◆ **WHAT IS REQUIRED**
Line by line, print the records exactly.

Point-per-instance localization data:
=== Begin Enclosure ===

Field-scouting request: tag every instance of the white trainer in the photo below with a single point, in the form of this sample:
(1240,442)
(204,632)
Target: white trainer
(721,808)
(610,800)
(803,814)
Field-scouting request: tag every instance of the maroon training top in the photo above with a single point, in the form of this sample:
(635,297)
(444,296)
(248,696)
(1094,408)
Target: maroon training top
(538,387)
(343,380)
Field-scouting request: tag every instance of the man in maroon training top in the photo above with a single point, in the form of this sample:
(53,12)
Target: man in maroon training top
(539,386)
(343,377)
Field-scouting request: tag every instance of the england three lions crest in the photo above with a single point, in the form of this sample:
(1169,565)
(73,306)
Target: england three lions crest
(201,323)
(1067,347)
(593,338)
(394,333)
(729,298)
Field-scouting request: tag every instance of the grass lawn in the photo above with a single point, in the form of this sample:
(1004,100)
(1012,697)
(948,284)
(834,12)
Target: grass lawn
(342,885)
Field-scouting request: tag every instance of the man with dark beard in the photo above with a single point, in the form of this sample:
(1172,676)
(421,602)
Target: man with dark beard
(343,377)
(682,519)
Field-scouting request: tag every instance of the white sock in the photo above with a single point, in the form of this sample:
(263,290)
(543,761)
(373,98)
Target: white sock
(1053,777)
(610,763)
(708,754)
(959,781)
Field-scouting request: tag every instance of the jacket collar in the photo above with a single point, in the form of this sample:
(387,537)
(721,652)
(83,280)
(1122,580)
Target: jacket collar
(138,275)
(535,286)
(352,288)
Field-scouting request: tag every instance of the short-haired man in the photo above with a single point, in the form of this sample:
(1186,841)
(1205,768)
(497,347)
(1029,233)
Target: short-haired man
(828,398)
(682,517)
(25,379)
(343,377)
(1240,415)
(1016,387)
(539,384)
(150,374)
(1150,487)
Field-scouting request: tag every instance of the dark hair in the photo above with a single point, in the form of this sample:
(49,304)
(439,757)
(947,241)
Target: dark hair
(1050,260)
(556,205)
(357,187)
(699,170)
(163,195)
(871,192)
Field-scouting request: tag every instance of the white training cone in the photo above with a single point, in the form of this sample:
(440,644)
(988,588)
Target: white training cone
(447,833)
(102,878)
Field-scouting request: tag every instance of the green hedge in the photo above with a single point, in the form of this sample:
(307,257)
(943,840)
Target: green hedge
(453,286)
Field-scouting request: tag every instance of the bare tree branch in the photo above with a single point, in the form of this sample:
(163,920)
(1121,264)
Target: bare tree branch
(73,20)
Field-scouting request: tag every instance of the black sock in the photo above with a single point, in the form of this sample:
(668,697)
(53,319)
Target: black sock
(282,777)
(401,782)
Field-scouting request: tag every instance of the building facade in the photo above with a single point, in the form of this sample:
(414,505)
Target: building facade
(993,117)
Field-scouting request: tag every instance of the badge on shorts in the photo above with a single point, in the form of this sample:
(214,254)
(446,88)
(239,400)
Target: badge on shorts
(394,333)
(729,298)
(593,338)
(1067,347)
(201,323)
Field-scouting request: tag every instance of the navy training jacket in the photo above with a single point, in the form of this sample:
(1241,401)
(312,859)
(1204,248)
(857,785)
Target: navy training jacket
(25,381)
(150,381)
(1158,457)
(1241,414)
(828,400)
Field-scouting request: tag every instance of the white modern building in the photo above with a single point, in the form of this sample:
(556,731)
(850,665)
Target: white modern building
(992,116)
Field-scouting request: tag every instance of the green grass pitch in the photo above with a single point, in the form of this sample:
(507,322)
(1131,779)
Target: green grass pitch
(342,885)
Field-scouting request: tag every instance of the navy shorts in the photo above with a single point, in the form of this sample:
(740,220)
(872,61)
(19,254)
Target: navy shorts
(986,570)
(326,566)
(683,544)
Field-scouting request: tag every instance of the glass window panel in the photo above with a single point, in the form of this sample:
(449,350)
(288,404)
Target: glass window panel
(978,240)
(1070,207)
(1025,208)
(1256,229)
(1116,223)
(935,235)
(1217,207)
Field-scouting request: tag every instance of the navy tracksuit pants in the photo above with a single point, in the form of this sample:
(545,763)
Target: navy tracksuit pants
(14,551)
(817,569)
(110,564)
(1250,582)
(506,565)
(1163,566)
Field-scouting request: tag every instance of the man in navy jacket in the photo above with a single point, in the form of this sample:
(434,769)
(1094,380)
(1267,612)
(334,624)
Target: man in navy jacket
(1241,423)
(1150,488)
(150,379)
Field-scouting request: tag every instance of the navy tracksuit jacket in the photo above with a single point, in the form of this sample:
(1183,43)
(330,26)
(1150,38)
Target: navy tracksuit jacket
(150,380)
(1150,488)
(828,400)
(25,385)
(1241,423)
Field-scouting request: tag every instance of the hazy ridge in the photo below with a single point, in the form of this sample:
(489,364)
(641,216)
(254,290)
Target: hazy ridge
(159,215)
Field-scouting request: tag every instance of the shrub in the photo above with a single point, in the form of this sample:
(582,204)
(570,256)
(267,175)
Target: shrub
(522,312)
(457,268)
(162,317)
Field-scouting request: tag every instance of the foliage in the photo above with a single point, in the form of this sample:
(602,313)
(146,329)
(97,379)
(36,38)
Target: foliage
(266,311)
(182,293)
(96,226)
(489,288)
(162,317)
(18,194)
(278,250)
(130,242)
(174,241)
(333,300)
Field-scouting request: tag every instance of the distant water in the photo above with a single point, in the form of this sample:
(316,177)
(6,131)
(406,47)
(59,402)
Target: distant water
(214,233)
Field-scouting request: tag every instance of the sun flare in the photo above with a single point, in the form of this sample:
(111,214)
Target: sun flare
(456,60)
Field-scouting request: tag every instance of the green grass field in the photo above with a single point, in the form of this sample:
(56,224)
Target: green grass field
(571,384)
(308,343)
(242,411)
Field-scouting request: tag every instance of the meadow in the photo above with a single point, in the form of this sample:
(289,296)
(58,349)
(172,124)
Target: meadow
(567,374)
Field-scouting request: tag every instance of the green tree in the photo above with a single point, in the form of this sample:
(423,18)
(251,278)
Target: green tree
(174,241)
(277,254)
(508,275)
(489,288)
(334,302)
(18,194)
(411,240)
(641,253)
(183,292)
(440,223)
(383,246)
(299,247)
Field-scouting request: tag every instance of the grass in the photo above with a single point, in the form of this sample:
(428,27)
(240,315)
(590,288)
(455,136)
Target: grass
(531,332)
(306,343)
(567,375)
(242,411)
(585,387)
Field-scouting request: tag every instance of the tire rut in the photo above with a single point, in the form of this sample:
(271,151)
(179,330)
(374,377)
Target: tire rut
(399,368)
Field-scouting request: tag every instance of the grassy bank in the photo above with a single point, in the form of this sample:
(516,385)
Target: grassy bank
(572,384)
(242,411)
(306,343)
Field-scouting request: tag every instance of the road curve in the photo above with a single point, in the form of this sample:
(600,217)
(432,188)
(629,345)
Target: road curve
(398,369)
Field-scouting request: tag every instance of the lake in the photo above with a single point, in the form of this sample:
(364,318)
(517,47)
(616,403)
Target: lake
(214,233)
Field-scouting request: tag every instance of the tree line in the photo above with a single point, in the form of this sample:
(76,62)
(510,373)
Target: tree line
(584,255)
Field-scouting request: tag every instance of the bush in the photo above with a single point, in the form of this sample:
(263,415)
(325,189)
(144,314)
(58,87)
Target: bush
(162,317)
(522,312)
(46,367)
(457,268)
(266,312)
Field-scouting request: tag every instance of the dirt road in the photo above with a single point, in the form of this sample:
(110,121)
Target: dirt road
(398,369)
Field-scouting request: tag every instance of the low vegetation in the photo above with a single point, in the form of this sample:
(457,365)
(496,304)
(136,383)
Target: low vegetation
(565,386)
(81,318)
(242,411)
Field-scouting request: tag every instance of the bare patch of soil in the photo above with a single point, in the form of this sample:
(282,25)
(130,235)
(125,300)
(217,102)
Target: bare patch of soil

=== End Enclosure ===

◆ **WRITTEN RESPONSE**
Field-scouting request: tag every instance of the white trainer in the photo below with a single point, in the form of this sample:
(1240,442)
(204,632)
Target: white trainer
(721,808)
(610,800)
(803,814)
Field-scouting request: tag every instance of the maroon training top in the photo above with a single point, in the form of this sample:
(635,297)
(444,296)
(248,696)
(1094,408)
Target: maroon training top
(538,387)
(343,380)
Field-scouting request: tag every instance of the man in maroon training top in the photo above with a single point, in the form of this sample:
(53,12)
Target: man in maroon training top
(539,386)
(343,377)
Field-scouting request: tag every instance of the england three lions crest in the photo above with a single point, in the form of this sample:
(1169,565)
(73,306)
Target: england three lions crest
(201,323)
(1067,347)
(593,338)
(394,333)
(729,298)
Field-scouting request: tag every instance of the grass lawn in the photo above with a single point, in the form of this sample:
(1004,100)
(1012,697)
(948,284)
(834,12)
Target: grass lawn
(342,885)
Field-scouting request: tag every instance of the man with dark beard in the photo above with a single point, in the form of this sample:
(1172,676)
(421,602)
Target: man with dark beard
(343,377)
(682,519)
Field-scouting request: tag every instance of the white sock in the photo above with a single point, in the form of this sample:
(263,290)
(543,761)
(373,98)
Target: white sock
(1053,777)
(610,763)
(708,754)
(959,781)
Field-scouting request: tag every instance of the jacket collar in the photo above with a single point, in the form of this sample:
(387,537)
(721,652)
(83,280)
(1122,580)
Target: jacket collar
(138,275)
(535,286)
(352,288)
Field-scouting request: tag every instance of the short-haired man in the photo above with a single point, in the form of this sample:
(1186,841)
(1205,768)
(497,347)
(1029,233)
Target: short-haired man
(828,398)
(682,517)
(25,379)
(343,377)
(1240,415)
(1016,387)
(539,384)
(150,374)
(1150,487)
Field-scouting request: tag every instance of the dark hair in the photo above with a single point, in the form of this sample:
(49,304)
(439,757)
(947,241)
Target: dark hair
(1050,260)
(556,205)
(357,187)
(699,170)
(163,195)
(871,192)
Field-scouting request: tag every instance of the white training cone in the photo above with a single point, in the form of this sample:
(440,644)
(988,588)
Target: white training cone
(447,833)
(102,878)
Field-scouting request: tag every instance of the green hedge in the photo above with a single point, in the form of this sample:
(307,257)
(943,840)
Target: green hedge
(453,286)
Field-scouting request: tag every instance of the bare tree branch in the photo above with a single point, in the form of this sample:
(163,920)
(1121,264)
Target: bare tree branch
(73,20)
Field-scouting request: tag every instance of the black sock in the photo above with a single point, in the form of this sample:
(668,697)
(53,319)
Target: black sock
(282,777)
(401,782)
Field-scouting request: tag every instance of the building facade in the photo above with a single point, in the form of this sample:
(414,505)
Target: building facade
(993,117)
Field-scouting request: tag every instance of the badge on shorts in the photo above with a single point, in the form of this sample:
(214,254)
(446,88)
(239,400)
Target: badge on shorts
(394,333)
(729,298)
(593,338)
(1067,347)
(201,323)
Field-scouting request: tag every instance of the navy training jacket in the photo above with a single point, in the form of this sample:
(1241,401)
(312,859)
(1204,248)
(857,785)
Target: navy training jacket
(25,381)
(150,381)
(1158,457)
(1241,414)
(828,400)
Field-scouting request: tag every instance of the white modern building in the photo above with a single point, in the form of this sample:
(556,731)
(850,665)
Target: white modern building
(992,116)
Field-scouting request: tag every instance of the green grass pitch in the photo above with a single point, in the form of this sample:
(507,322)
(1131,779)
Target: green grass pitch
(342,885)
Field-scouting request: tag every instance of the navy shorts in the photo above with a single point, in the form of this sample:
(740,220)
(872,61)
(19,254)
Target: navy shorts
(986,570)
(326,566)
(683,544)
Field-scouting request: tag every instance of the glass window panel in the photo above with a single point, in the form of this sample:
(449,350)
(288,404)
Target: glass window panel
(978,240)
(1070,207)
(1025,208)
(1256,229)
(1116,223)
(935,235)
(1217,207)
Field-scouting request: tag every instance of the navy tracksuit pants in the photo above with a single point, in the form of this sample:
(545,763)
Target: navy tracksuit pants
(14,551)
(817,569)
(110,564)
(1250,582)
(506,565)
(1163,566)
Field-scouting request: tag every instance of the man in navy jacket in the photo above with a single point, in the form of this sample:
(434,769)
(1094,380)
(1267,612)
(334,624)
Target: man in navy jacket
(1241,423)
(1150,488)
(150,379)
Field-scouting request: tag every instance of the navy tracksuit jacket in the photo above with a single point, in the form of this sample:
(1183,43)
(330,26)
(1150,38)
Target: navy tracksuit jacket
(150,380)
(1150,488)
(828,400)
(25,385)
(1241,423)
Field-scouting request: tag every instance of the hazy ridge in the photo below with a single point, in the form of this sample:
(489,364)
(641,216)
(254,290)
Target: hazy ridge
(159,215)
Field-scouting request: tag every instance of the shrub in the photo above with a single point, in the form of this sample:
(582,204)
(570,256)
(267,175)
Target: shrub
(522,312)
(457,268)
(162,317)
Field-scouting request: tag every instance of the foliage in the photo above with a single point, in the form of this sample:
(602,313)
(146,329)
(97,379)
(36,38)
Target: foliage
(266,311)
(182,293)
(96,226)
(489,288)
(162,317)
(18,194)
(278,250)
(130,242)
(174,241)
(333,300)
Field-scouting request: tag every instance of the distant water in the photo above with a single point, in the form of this sample:
(316,177)
(6,131)
(406,47)
(59,402)
Target: distant water
(214,233)
Field-scouting request: tag every instance of the sun flare in the photo above with a single point, in the form of this sample:
(111,214)
Target: sun flare
(456,60)
Field-scouting request: tag every instance of the green grass field in the photo above with a single point, in the form of this sample:
(56,224)
Target: green grass field
(571,384)
(308,343)
(242,411)
Field-scouting request: tag every instance of the meadow in the photo above with a single point, in the form of this sample:
(289,296)
(58,349)
(172,124)
Target: meadow
(567,374)
Field-scouting request: tag every instance of the green tree in the photo above with a single point, in the form of this sample:
(423,18)
(251,278)
Target: green tree
(174,241)
(277,254)
(508,275)
(489,288)
(334,302)
(18,194)
(411,240)
(641,253)
(183,292)
(440,223)
(383,246)
(299,247)
Field-scouting request: tag every instance of the grass in the photo above with a single point, in the form of this sample:
(428,27)
(240,315)
(590,288)
(455,136)
Target: grass
(531,332)
(306,343)
(567,375)
(242,411)
(585,387)
Field-scouting request: tag every instance of the tire rut in the photo above with a single point, in the form of this sample:
(271,151)
(179,330)
(374,377)
Target: tire rut
(399,368)
Field-scouting request: tag every instance of the grassy bank in the photo above with a single point, in the form of this sample:
(516,385)
Target: grassy bank
(572,384)
(242,411)
(306,343)
Field-scouting request: tag every instance of the road curve in the photo above with a single point, in the form of this sample:
(600,217)
(432,188)
(629,345)
Target: road curve
(398,369)
Field-scouting request: tag every instance of the lake in the photo above with a single point, in the form of this sample:
(364,318)
(517,47)
(616,403)
Target: lake
(214,233)
Field-scouting request: tag every instance of the tree line in the photo above with a single point, in the form of this sample:
(76,62)
(510,373)
Target: tree line
(584,255)
Field-scouting request: tag every instance of the bush in the photo above with a single point, in the form of this sample:
(263,415)
(325,189)
(144,314)
(58,87)
Target: bush
(162,317)
(522,312)
(46,367)
(457,268)
(266,312)
Field-scouting request: tag every instance of the dirt road in the photo above with a single point, in the form of this sample:
(110,121)
Target: dirt road
(398,369)
Field-scouting request: tag every instance of the low vegetation in the photo above with a single point, in the form of this sample:
(457,365)
(496,304)
(136,383)
Target: low vegetation
(565,386)
(81,318)
(242,411)
Field-scouting request: tag every instance of the bare patch of soil in the photo above with a single point, in the form of this sample:
(282,25)
(130,235)
(125,300)
(217,102)
Target: bare patch of soil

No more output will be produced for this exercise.